#### Passage for review ####

Hacker News new | ask | show | jobs
by edshiro 829 days ago
This is really exciting to see. I applaud Stability AI's commitment to open source and hope they can operate for as long as possible.

There was one thing I was curious about... I skimmed through the executive summary of the paper but couldn't find it. Does Stable Diffusion 3 still use CLIP from Open AI for tokenization and text embeddings? I would naively assume that they would try to improve on this part of the model's architecture to improve adherence to text and image prompts.

2 comments

They use three text encoders to encode the caption:

1. CLIP-G/14 (OpenCLIP)

2. CLIP-L/14 (OpenAI)

3. T5-v1.1-XXL (Google)

They randomly disable encoders during training, so that when generating images SD3 can use any subset of the 3 encoders. They find that using T5 XXL is important only when generating images from prompts with "either highly detailed descriptions of a scene or larger amounts of written text".

One of the diagrams says they're using CLIP-G/14 and CLIP-L/14, which are the names of two OpenCLIP models - meaning they're not using OpenAI's CLIP.
I have just been informed that my above comment is false, the CLIP-L is in fact referring to OpenAI's, despite that also being the name of an OpenCLIP model.

#### Data shown ####

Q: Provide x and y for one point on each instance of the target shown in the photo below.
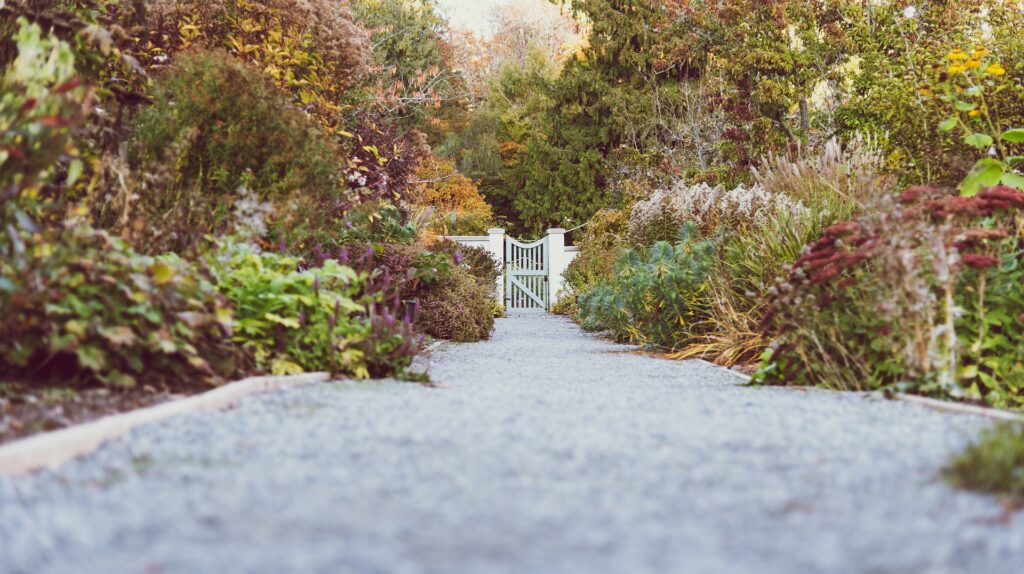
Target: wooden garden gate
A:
(526, 266)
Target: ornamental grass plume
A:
(658, 217)
(915, 296)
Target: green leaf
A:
(162, 272)
(74, 172)
(985, 173)
(90, 357)
(273, 317)
(1013, 136)
(119, 336)
(979, 140)
(1014, 180)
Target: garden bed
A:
(26, 411)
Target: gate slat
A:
(526, 267)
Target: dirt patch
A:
(27, 411)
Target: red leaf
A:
(14, 151)
(52, 122)
(68, 86)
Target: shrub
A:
(216, 130)
(657, 299)
(993, 465)
(457, 206)
(453, 302)
(311, 48)
(82, 307)
(41, 102)
(477, 261)
(601, 241)
(459, 309)
(658, 217)
(323, 318)
(923, 297)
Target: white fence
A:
(558, 258)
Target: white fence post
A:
(557, 263)
(497, 248)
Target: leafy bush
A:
(993, 465)
(460, 308)
(600, 243)
(457, 206)
(454, 303)
(82, 307)
(658, 217)
(658, 299)
(42, 101)
(477, 261)
(324, 318)
(311, 48)
(217, 129)
(925, 297)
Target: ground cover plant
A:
(993, 465)
(173, 175)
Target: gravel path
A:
(545, 450)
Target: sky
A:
(471, 13)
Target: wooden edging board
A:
(56, 447)
(935, 404)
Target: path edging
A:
(56, 447)
(934, 404)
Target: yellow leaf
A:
(162, 272)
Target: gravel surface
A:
(543, 450)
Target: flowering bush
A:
(924, 296)
(658, 217)
(971, 79)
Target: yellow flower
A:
(995, 70)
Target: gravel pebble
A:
(543, 450)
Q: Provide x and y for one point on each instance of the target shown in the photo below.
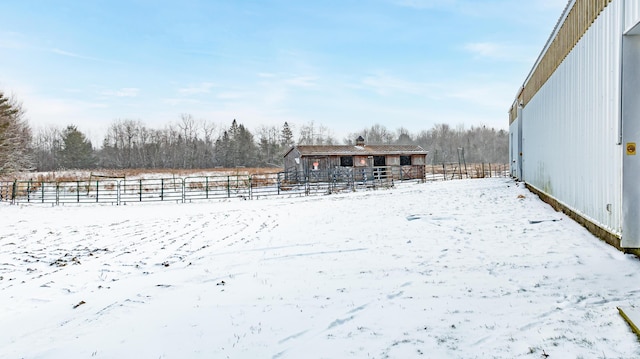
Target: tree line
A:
(194, 144)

####

Print the part of the Stable Diffusion 3 thread that starts with "They randomly disable" and goes on through "an OpenCLIP model.", reproducing it word for word. Rely only on the Stable Diffusion 3 thread when working on these items.

They randomly disable encoders during training, so that when generating images SD3 can use any subset of the 3 encoders. They find that using T5 XXL is important only when generating images from prompts with "either highly detailed descriptions of a scene or larger amounts of written text".

One of the diagrams says they're using CLIP-G/14 and CLIP-L/14, which are the names of two OpenCLIP models - meaning they're not using OpenAI's CLIP.
I have just been informed that my above comment is false, the CLIP-L is in fact referring to OpenAI's, despite that also being the name of an OpenCLIP model.